▸ **Exercise details**:
Determine how many lines in the listing contain the string "fire". Only that number goes in the answer.

━━ Source data ━━

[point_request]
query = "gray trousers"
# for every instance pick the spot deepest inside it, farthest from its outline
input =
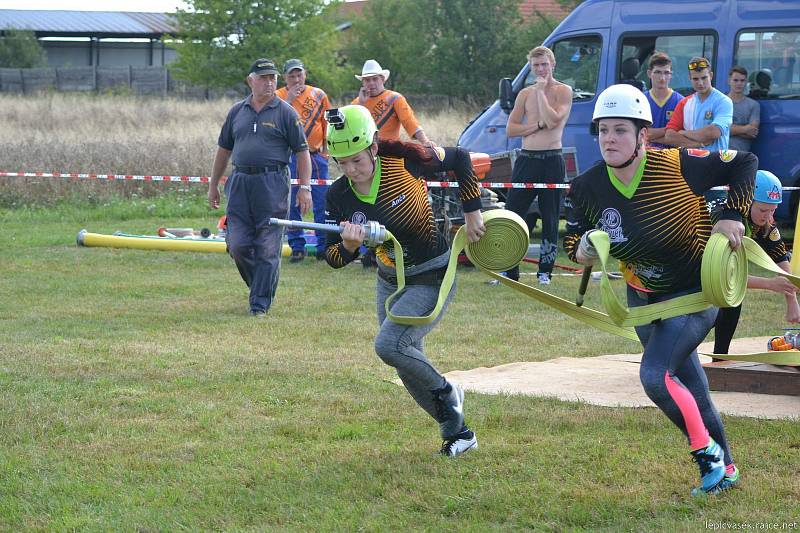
(254, 245)
(401, 346)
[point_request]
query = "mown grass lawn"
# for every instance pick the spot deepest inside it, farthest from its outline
(136, 394)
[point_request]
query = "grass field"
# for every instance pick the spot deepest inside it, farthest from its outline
(136, 394)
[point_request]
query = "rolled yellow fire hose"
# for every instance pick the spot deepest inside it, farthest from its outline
(723, 276)
(502, 247)
(505, 243)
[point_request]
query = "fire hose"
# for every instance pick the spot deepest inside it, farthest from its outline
(505, 243)
(723, 277)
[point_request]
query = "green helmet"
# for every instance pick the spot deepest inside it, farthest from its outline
(351, 129)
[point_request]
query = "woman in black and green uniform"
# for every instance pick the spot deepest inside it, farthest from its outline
(652, 207)
(382, 183)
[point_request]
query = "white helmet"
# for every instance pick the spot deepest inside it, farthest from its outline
(622, 101)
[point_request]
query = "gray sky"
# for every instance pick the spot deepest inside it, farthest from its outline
(156, 6)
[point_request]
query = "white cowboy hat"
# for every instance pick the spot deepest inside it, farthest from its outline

━━━

▸ **Answer area**:
2